(Exercise requirements): Retype each of the following entries word for word, keeping every line as it appears.
==== Input data
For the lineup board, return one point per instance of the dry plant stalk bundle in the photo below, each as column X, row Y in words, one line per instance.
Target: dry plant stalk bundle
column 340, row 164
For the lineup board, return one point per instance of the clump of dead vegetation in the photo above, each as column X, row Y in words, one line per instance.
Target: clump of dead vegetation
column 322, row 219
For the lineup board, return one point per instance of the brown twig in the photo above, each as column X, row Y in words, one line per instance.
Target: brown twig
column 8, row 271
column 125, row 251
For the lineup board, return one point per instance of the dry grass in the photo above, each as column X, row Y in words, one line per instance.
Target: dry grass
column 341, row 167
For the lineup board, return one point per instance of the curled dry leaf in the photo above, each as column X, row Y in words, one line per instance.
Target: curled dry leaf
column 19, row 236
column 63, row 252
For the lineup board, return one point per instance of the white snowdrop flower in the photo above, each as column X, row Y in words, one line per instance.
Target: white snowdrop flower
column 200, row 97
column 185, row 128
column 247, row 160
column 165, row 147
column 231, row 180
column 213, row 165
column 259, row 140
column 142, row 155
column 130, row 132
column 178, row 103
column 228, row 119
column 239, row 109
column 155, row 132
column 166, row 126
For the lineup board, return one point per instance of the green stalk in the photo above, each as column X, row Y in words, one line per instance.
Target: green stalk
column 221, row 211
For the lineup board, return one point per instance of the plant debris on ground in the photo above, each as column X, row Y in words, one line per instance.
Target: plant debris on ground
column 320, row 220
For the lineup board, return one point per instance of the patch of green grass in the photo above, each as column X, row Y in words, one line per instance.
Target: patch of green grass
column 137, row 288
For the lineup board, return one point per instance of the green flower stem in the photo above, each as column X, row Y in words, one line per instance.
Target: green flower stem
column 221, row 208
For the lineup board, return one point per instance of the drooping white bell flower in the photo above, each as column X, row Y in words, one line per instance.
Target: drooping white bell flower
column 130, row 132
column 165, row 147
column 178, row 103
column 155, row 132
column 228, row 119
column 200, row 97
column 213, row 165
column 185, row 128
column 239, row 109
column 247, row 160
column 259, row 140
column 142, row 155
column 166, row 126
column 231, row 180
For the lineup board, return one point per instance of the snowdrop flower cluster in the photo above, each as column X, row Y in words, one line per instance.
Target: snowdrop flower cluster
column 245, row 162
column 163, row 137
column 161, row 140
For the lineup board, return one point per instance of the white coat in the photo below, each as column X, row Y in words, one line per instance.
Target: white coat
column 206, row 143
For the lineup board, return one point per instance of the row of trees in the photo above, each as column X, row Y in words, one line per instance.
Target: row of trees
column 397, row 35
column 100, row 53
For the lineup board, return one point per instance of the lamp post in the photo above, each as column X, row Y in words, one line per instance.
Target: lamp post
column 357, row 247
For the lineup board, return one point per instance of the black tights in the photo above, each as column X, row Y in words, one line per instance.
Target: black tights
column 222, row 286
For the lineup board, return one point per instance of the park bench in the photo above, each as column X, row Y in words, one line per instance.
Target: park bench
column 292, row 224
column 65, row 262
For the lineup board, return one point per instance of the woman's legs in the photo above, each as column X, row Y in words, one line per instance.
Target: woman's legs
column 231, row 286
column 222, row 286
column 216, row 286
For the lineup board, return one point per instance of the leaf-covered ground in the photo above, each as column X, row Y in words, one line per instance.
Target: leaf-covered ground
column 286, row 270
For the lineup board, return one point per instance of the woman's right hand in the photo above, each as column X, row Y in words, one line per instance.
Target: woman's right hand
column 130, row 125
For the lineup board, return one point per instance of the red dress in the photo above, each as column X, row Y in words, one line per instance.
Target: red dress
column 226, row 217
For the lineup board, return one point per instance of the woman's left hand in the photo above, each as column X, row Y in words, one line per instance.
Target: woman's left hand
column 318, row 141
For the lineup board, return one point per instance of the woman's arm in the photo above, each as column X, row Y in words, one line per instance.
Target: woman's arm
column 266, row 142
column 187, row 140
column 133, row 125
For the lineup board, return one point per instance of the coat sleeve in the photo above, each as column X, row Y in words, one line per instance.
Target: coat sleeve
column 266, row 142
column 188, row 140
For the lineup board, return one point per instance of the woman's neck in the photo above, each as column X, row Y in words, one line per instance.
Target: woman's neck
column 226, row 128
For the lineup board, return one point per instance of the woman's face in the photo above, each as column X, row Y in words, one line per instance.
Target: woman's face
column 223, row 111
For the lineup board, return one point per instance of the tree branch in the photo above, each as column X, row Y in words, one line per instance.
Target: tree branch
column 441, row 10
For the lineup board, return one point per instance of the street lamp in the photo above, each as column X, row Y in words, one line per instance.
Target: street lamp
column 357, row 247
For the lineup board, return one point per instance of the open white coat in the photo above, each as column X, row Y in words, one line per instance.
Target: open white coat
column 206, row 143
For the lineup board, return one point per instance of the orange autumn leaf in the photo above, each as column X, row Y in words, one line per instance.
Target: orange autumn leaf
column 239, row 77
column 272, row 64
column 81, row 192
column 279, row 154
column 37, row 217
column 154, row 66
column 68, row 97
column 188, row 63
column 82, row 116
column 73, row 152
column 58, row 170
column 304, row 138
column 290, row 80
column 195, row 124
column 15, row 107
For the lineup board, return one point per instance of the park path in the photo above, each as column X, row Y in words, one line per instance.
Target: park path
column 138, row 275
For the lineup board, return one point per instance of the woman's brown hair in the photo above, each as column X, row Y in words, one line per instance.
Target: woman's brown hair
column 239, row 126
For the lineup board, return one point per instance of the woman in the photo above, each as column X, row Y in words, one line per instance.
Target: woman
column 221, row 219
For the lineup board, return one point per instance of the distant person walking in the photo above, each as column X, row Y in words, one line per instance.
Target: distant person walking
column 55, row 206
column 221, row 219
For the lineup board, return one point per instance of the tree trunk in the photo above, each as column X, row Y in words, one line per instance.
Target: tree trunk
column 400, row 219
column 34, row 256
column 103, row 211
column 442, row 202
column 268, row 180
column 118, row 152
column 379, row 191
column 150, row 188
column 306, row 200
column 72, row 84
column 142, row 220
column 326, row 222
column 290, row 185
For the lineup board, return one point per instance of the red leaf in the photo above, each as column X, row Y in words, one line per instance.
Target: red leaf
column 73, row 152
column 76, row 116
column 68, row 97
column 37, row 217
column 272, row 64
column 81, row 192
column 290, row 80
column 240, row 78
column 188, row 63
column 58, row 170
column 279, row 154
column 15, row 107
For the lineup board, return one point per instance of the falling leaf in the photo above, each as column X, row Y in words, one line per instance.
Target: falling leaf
========
(Response to the task):
For the lineup board, return one point per instance of the dry plant stalk bundle in the photo below, each as column X, row Y in words, one line per instance.
Target: dry plant stalk bundle
column 340, row 164
For the lineup board, return one point per instance of the clump of dead vegetation in the photo above, each as column X, row Y in words, one line per instance.
Target: clump of dead vegetation
column 322, row 219
For the lineup board, return one point per instance of the brown twig in the photo above, each as column X, row Y in words, one line per instance.
Target: brown twig
column 8, row 271
column 125, row 251
For the lineup board, return one point per instance of the dry grass in the photo above, each as column X, row Y in words, one line per instance.
Target: dry grass
column 341, row 167
For the lineup board, return one point per instance of the curled dry leaf in the photo above, each as column X, row Y in words, one line per instance.
Target: curled dry leaf
column 19, row 236
column 63, row 252
For the lineup board, return one point per instance of the white snowdrop flower in the photo above, each as column X, row Y in words, one line per instance.
Target: white snowdrop flower
column 200, row 97
column 185, row 128
column 247, row 160
column 165, row 147
column 231, row 180
column 213, row 165
column 259, row 140
column 142, row 155
column 130, row 132
column 178, row 103
column 228, row 119
column 239, row 109
column 155, row 132
column 166, row 126
For the lineup board, return one point per instance of the green stalk in the photo above, each as column X, row Y in words, one line per instance.
Target: green stalk
column 221, row 211
For the lineup board, return one point per instance of the plant debris on ground in the photo above, each as column X, row Y in words, one line per instance.
Target: plant debris on ground
column 320, row 220
For the lineup board, return one point per instance of the patch of green grass in the photo above, each as column X, row Y in words, one line per instance.
Target: patch of green grass
column 137, row 288
For the lineup board, return one point per instance of the green flower stem in the photo above, each as column X, row Y in words, one line per instance.
Target: green flower stem
column 221, row 208
For the lineup board, return one point per instance of the drooping white bell flower in the photo above, each as column X, row Y in words, one line per instance.
Target: drooping white bell flower
column 130, row 132
column 165, row 147
column 178, row 103
column 155, row 132
column 228, row 119
column 200, row 97
column 213, row 165
column 185, row 128
column 239, row 109
column 247, row 160
column 259, row 140
column 142, row 155
column 166, row 126
column 231, row 180
For the lineup board, return one point per instance of the snowdrop flower cluster in the photo above, each as column X, row Y in words, one line per instance.
Target: snowdrop flower cluster
column 245, row 162
column 163, row 137
column 161, row 140
For the lineup board, return one point per instance of the white coat in the photo below, each as column X, row Y in words, one line per instance.
Target: white coat
column 206, row 143
For the lineup board, return one point per instance of the row of trees in the photo above, each as column X, row Y in words, one line per instance.
Target: row of trees
column 397, row 35
column 100, row 53
For the lineup board, return one point per instance of the lamp post in the photo above, each as column X, row Y in words, one line per instance.
Target: lamp post
column 357, row 247
For the lineup board, return one point per instance of the black tights in the photo above, each as column X, row Y in words, one line per instance.
Target: black tights
column 222, row 286
For the lineup board, return one point per instance of the park bench in the photo above, each as column X, row Y in words, one line per instance.
Target: park bench
column 292, row 224
column 65, row 262
For the lineup board, return one point per instance of the woman's legs in the photo above, each as column X, row Y in words, one line per instance.
Target: woman's legs
column 231, row 286
column 222, row 286
column 216, row 286
For the lineup board, return one point per instance of the leaf-covered ground in the photo above, each as column X, row Y in words, one line per instance.
Target: leaf-covered ground
column 286, row 270
For the lineup board, return one point per instance of the woman's right hand in the photo above, each as column X, row Y in words, one line per instance.
Target: woman's right hand
column 130, row 125
For the lineup board, return one point per instance of the red dress in the photo above, each as column X, row Y in words, one line per instance.
Target: red dress
column 226, row 217
For the lineup board, return one point per instance of the woman's left hand in the photo above, each as column X, row Y in words, one line per instance.
Target: woman's left hand
column 318, row 141
For the lineup board, return one point per instance of the woman's arm in the photo above, each as column X, row Y in words, one line per instance.
Target: woman's arm
column 266, row 142
column 187, row 140
column 133, row 125
For the lineup board, return one point per instance of the coat sleeve in the photo above, each as column X, row Y in words, one line per instance.
Target: coat sleeve
column 266, row 142
column 188, row 140
For the lineup board, return one point per instance of the woman's neck in the photo above, each as column X, row Y in words, one line per instance.
Target: woman's neck
column 226, row 128
For the lineup board, return one point per instance of the woman's face in the photo above, each as column X, row Y in words, one line per instance.
Target: woman's face
column 223, row 111
For the lineup board, return one point per instance of the tree branch in the photo above, each as column X, row Y in words, one line per instance.
Target: tree branch
column 441, row 10
For the lineup board, return one point per instance of the street lamp in the photo above, each as column X, row Y in words, one line per instance.
Target: street lamp
column 357, row 247
For the lineup board, return one point per instance of the open white coat in the photo above, each as column X, row Y in words, one line per instance.
Target: open white coat
column 206, row 143
For the lineup board, return one point per instance of the orange autumn leaf in the photo above, each as column X, row Y in words, one line per instance.
Target: orange autumn leaf
column 239, row 77
column 272, row 64
column 81, row 192
column 279, row 154
column 37, row 217
column 154, row 66
column 68, row 97
column 188, row 63
column 82, row 116
column 73, row 152
column 58, row 170
column 304, row 138
column 290, row 80
column 195, row 124
column 15, row 107
For the lineup board, return one point per instance of the park path in the photo above, each as column X, row Y in words, one line per instance.
Target: park path
column 138, row 275
For the lineup board, return one point per instance of the woman's brown hair in the photo above, each as column X, row Y in words, one line per instance.
Target: woman's brown hair
column 239, row 126
For the lineup board, return one point per instance of the woman in the photo above, each as column X, row Y in words, one line per instance.
Target: woman
column 221, row 219
For the lineup board, return one point per instance of the distant person walking in the photo above, each as column X, row Y in words, one line per instance.
Target: distant person walking
column 55, row 206
column 221, row 219
For the lineup board, return one point per instance of the tree trunk in the photo above, each as column X, row Y in words, one line per instance.
Target: tree trunk
column 400, row 219
column 34, row 256
column 103, row 211
column 442, row 202
column 268, row 180
column 118, row 152
column 379, row 191
column 150, row 188
column 306, row 200
column 72, row 84
column 142, row 220
column 326, row 222
column 290, row 185
For the lineup board, return one point per instance of the red leaf in the photo above, each as column X, row Y in words, one line per instance.
Target: red leaf
column 73, row 152
column 76, row 116
column 68, row 97
column 37, row 217
column 272, row 64
column 81, row 192
column 290, row 80
column 240, row 78
column 188, row 63
column 58, row 170
column 279, row 154
column 15, row 107
For the lineup board, return one point per instance of the falling leaf in the photo above, each as column X, row Y in words, one line per instance.
Target: falling leaf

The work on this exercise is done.